### Records provided
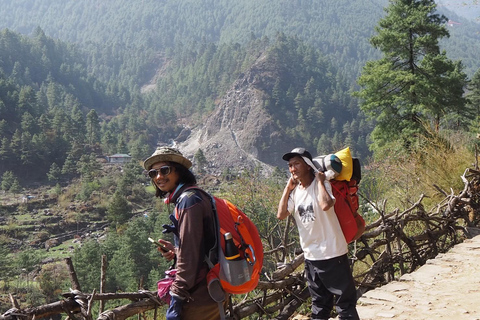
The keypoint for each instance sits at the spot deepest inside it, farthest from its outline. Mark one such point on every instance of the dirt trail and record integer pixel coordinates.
(447, 287)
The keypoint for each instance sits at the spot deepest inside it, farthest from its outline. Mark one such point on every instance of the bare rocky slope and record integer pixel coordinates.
(241, 133)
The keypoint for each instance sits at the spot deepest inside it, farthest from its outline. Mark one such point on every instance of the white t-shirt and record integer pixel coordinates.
(321, 236)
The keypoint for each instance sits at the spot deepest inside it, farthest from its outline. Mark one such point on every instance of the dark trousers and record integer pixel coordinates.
(328, 280)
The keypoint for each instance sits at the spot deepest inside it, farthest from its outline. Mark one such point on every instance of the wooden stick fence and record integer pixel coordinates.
(397, 243)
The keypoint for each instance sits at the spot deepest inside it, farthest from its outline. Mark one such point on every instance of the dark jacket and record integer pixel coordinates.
(195, 228)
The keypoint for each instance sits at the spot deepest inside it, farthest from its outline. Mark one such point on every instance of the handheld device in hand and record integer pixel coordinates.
(158, 244)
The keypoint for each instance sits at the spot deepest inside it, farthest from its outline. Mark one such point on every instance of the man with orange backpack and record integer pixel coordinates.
(193, 227)
(308, 197)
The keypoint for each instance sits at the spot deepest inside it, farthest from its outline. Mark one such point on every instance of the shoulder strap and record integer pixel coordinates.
(212, 255)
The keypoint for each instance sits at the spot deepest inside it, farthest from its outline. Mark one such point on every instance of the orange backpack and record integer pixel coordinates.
(346, 204)
(246, 271)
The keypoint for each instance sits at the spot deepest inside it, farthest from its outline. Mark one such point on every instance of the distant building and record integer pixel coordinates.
(119, 158)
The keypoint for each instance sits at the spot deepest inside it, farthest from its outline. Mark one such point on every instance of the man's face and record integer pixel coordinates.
(298, 168)
(165, 182)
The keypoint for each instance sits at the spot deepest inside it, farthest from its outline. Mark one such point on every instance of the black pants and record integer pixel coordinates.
(328, 280)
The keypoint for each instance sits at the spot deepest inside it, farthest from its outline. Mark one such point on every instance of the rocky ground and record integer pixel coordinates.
(447, 287)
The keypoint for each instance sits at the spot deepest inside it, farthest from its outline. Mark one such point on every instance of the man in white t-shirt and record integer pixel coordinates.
(308, 196)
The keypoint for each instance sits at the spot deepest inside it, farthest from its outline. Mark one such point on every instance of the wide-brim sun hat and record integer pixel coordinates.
(304, 154)
(163, 154)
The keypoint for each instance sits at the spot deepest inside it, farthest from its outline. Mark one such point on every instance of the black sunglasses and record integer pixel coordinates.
(164, 171)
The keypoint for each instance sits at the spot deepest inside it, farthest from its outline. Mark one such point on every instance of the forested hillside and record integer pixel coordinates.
(246, 80)
(125, 38)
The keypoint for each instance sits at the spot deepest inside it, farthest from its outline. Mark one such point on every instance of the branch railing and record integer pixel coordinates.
(398, 242)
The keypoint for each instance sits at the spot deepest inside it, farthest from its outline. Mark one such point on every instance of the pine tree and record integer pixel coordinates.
(414, 85)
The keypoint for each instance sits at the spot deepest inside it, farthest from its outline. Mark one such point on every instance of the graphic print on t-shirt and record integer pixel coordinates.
(306, 213)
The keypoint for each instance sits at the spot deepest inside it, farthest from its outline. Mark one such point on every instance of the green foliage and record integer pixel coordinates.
(87, 262)
(473, 96)
(54, 173)
(414, 85)
(436, 163)
(119, 210)
(8, 178)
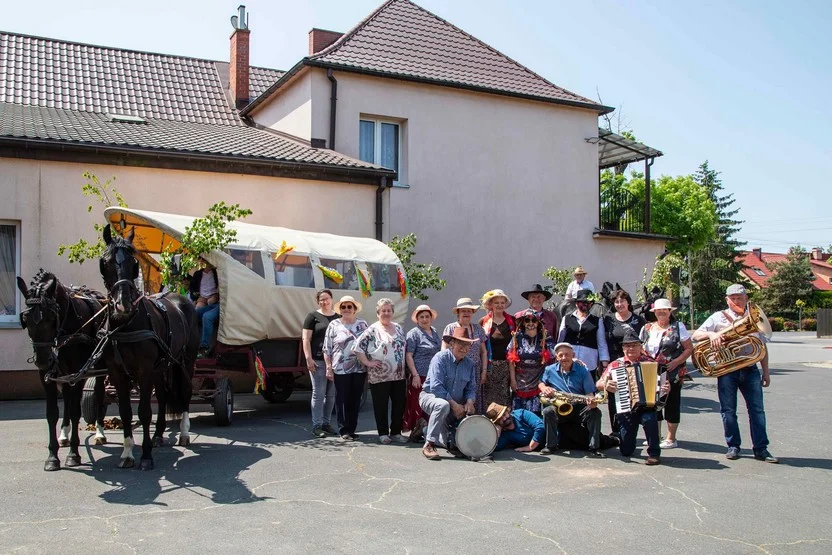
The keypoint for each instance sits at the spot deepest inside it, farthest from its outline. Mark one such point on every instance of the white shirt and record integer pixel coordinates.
(574, 287)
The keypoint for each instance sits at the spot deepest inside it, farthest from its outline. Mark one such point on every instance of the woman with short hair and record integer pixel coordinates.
(312, 338)
(381, 348)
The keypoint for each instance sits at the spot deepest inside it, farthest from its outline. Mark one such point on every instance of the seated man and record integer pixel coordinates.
(571, 376)
(519, 428)
(646, 416)
(448, 392)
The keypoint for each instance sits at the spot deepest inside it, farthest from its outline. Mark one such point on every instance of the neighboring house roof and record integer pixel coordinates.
(758, 269)
(404, 41)
(55, 92)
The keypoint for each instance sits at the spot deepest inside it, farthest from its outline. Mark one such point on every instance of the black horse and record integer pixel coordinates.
(62, 324)
(151, 342)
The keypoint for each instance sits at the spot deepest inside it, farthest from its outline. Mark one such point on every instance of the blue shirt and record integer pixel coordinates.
(449, 379)
(577, 380)
(527, 427)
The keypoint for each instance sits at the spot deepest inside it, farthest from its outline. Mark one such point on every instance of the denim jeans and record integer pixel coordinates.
(323, 395)
(208, 316)
(749, 382)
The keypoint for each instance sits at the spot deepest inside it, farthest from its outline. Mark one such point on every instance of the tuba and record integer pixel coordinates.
(740, 347)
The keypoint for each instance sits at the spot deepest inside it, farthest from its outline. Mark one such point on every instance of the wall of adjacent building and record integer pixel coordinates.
(45, 197)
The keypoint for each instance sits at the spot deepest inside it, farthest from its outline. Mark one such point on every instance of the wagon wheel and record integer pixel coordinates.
(224, 402)
(88, 408)
(279, 387)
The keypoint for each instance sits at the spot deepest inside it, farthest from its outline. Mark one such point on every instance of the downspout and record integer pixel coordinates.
(379, 211)
(333, 106)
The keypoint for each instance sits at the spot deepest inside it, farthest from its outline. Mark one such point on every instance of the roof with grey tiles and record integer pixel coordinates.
(63, 92)
(402, 40)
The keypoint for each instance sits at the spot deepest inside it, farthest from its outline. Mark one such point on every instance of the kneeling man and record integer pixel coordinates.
(448, 392)
(519, 428)
(571, 376)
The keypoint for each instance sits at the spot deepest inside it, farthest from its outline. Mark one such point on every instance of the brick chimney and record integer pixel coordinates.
(320, 39)
(238, 68)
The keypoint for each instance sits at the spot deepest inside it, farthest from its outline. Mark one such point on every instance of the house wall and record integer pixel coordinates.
(499, 188)
(46, 198)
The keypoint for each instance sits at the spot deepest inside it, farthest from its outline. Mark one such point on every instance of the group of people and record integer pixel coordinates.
(513, 368)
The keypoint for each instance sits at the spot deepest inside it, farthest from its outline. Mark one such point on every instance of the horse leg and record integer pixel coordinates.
(101, 410)
(73, 393)
(145, 417)
(125, 411)
(52, 461)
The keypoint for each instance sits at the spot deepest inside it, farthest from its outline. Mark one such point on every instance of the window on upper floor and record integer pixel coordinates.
(9, 270)
(380, 142)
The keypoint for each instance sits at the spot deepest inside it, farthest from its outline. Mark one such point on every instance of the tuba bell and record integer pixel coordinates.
(740, 347)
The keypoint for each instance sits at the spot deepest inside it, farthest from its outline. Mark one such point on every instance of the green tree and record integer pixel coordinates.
(102, 193)
(420, 277)
(789, 282)
(715, 266)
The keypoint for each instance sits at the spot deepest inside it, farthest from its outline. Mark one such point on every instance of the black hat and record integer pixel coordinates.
(583, 295)
(536, 289)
######
## What this task involves
Return all of the data exactly as written, and drop the pictures.

## Response to the exercise
The keypoint for each instance sits at the spot deepest inside it, farthest from its outline. Mark one such point on every instance of the dirt trail and record integer pixel coordinates.
(447, 287)
The keypoint for each instance sits at the spot deepest inside it, farthest from its outline. Mark one such point on every instance of the bare rocky slope and record integer pixel coordinates.
(241, 133)
The keypoint for each instance sits at the spot deepest inside it, farthest from its outline. Mark one such point on every instance of the white t-shirt and record integer pixel coordinates.
(321, 236)
The keypoint for each instance sits at the spot deepest inside it, farthest from its outline. Mark one such point on every instance of the dark trousers and record integer pixel coordinates.
(328, 280)
The keypoint for each instance sits at the spot deepest inside it, farthest from its outline. Mark one such point on every instance of the wooden stick fence and record integer pixel coordinates.
(397, 243)
The keypoint for each instance sits at the spot deepest inside it, farthest from its outline. Mark one such point on every instance of the dark jacket and record integer pixel coordinates.
(195, 228)
The keypoint for each instance sits at the spot deepest inside it, farthest from its outline. Mark one such point on every instance of the handheld device in hand and record integer pixel coordinates.
(158, 244)
The keypoint for each instance sits at the spot deepest inside it, farthest from its outline. Mark one such point on every instance of the man with orange backpack and record integer pixel coordinates.
(193, 227)
(308, 197)
The keypoint for each instance sits at the spot deepest inside it, farthest from its outline. Mark one such point on every instance of the shoulder strap and record integer pixel coordinates.
(212, 255)
The keypoint for each instance sits at the spot deepest inside it, farthest from its outline. Mark one such point on every instance of the orange backpack and record integer pixel coordinates.
(346, 204)
(246, 271)
The keypoint for each instance sits at the spot deepest inside it, farthest from its outline. Mark one such point on every instance of the distant building and record integer pixel coordinates.
(119, 158)
The keypoint for each instance sits at the spot deepest inside it, farthest from its outline. Mark one such point on every instance of the man's face and record integer pixel coordinates.
(298, 168)
(165, 182)
The keypoint for each instance sits at the spot deepest inside it, farthest from its outline. Mark one such point on every instance of the black pants and record integer pixel coordinates.
(328, 280)
The keypoint for each instance sits at the spot deepest inside it, farthest from its outline. Mark one such point on every instance of the rocky ground and record integer pixel coordinates.
(447, 287)
The keypoint for each instance sits at the spot deepest inside it, farthest from its outline. Mark one such point on every instance of the man in white t-shirt and record integer pixel coordinates.
(308, 196)
The keypoint for each instance sits at the spot deepest inside it, farthest from its outline. Mark one such point on every instance of the wide-brim sun hat and record integer pixel coordinates.
(304, 154)
(163, 154)
The keypoint for each instance sits at the spot deepest inside it, farthest from its outline. Mark one such point on every instance of the black sunglasses and record integer pixel coordinates.
(164, 171)
The keypoint for each instance sits at the spot deepest inside it, farthest from its outline. Mark one such point on every instance of the forested hillside and record integer pixel coordinates.
(246, 80)
(125, 38)
The keypoint for each instance sits at the spot deepest inside it, farthest from its outline. Mark one such point on every instance of the branch railing and record integer pixel coordinates.
(398, 242)
The keypoint for each instance sits at the spot deepest inside it, farthest from its outline. Mark one such point on every instance of the pine tree and record integer pixel coordinates.
(414, 85)
The keypoint for each instance sits at the spot deepest inside it, farthest from its outline. Mark one such point on every instance of the graphic print on t-shirt and record integer pixel coordinates.
(306, 213)
The keypoint for each instance sits at the spot deepest inside it, farthest from its outline. Mark one such point on every instance of the green foliage and record integer pixel coordinates.
(87, 262)
(473, 96)
(54, 173)
(414, 85)
(436, 163)
(119, 210)
(8, 178)
The keypoint for each instance sits at the spot deepest inside it, farthest from its outline. Mark one such point on every instance of the white shirt and record integer pixel coordinates.
(574, 287)
The keypoint for each instance sits at the spot deepest inside it, farthest from its outline. Mark one such point on every instance of the woman with short hair and record integer pixel coordinates.
(312, 338)
(381, 348)
The keypoint for each instance sits at the spot deepest inside it, farthest from its outline. Mark one such point on every instance of the seated man and record integer pixel coordinates.
(571, 376)
(519, 428)
(646, 416)
(448, 392)
The keypoint for each instance sits at the spot deepest inside it, farthest from its outline. Mark one such point on every instance of the neighboring house roof and record integer pixel coordinates.
(758, 269)
(404, 41)
(55, 92)
The keypoint for each instance sits at the spot deepest inside it, farthest from its outline. Mark one such point on every instance of the black horse and record integer pixel coordinates.
(62, 324)
(151, 342)
The keypoint for each instance sits at the spot deepest inside it, farthest from its outline. Mark one such point on every instance of the blue shirt and record integer pixel coordinates.
(449, 379)
(577, 380)
(527, 427)
The keypoint for each instance sits at the spot deepest inside it, farthest from its outline. Mark one such point on every instance of the denim jeans and record integer pixel coordinates.
(323, 395)
(208, 316)
(749, 382)
The keypoint for each instance sits at the spot deepest inside it, farthest from its outline. Mark one such point on every instance of the tuba and record integer pixel coordinates.
(740, 347)
The keypoint for each instance sits at the spot deepest inside it, farthest from its outline. Mark one such point on every instance of the wall of adjacent building and record integer pixel coordinates.
(45, 197)
The keypoint for each instance sits at the spot deepest inside it, farthest from its outline. Mark one such point on every instance of the wagon wheel and record integer pixel coordinates.
(224, 402)
(88, 408)
(279, 387)
The keypoint for each instance sits at the spot deepest inside it, farthest from its outline. Mark one such point on every instance of the downspout and record integer pixel coordinates.
(379, 211)
(333, 106)
The keypoint for each instance sits at the spot deepest inside it, farthest from its outline. Mark one such point on every instance of the roof with grey tiles and record integer pixel coordinates.
(63, 92)
(402, 40)
The keypoint for each instance sits at the spot deepest inside it, farthest from its outline. Mark one such point on every instance of the kneeling man and record integer pixel coordinates.
(448, 392)
(519, 428)
(571, 376)
The keypoint for each instance sits at the spot deepest inside it, farthest from its outline. Mark one such point on every instance of the brick chimney and record integer pixel coordinates.
(320, 39)
(238, 68)
The keypoint for each instance sits at the spot deepest inside it, farthest from its outline. Mark one such point on every instance of the house wall and record integer pixel coordinates.
(499, 188)
(46, 198)
The keypoint for each instance sits at the spot deepest inside it, farthest from its outline. Mark one such point on every instance of the group of people and record integer pixel coordinates.
(513, 368)
The keypoint for each instance sits at the spot deepest inside it, farthest from its outline. Mark one such point on every instance of the horse leg and record integer pixel coordinates.
(101, 410)
(73, 393)
(145, 417)
(125, 411)
(52, 461)
The keypoint for each instance sits at the spot deepest inside it, farthest from its outline. Mark one such point on every instance of the window on upper floor and record integer pixel coordinates.
(9, 270)
(380, 142)
The keypoint for each instance sits at the spot deepest inside it, farthest from its outline. Mark one such point on every instance of the tuba bell and record integer pixel coordinates.
(740, 347)
The keypoint for each instance sits at the spot deepest inside it, farthest from its outline. Mark one such point on every instance of the green tree and record integer pixel coordinates.
(102, 193)
(420, 277)
(789, 282)
(715, 266)
The keypoint for each instance sits at the spot deepest inside it, farthest from its outline. Mark one such point on every instance of the black hat and record integer pixel coordinates.
(583, 295)
(536, 289)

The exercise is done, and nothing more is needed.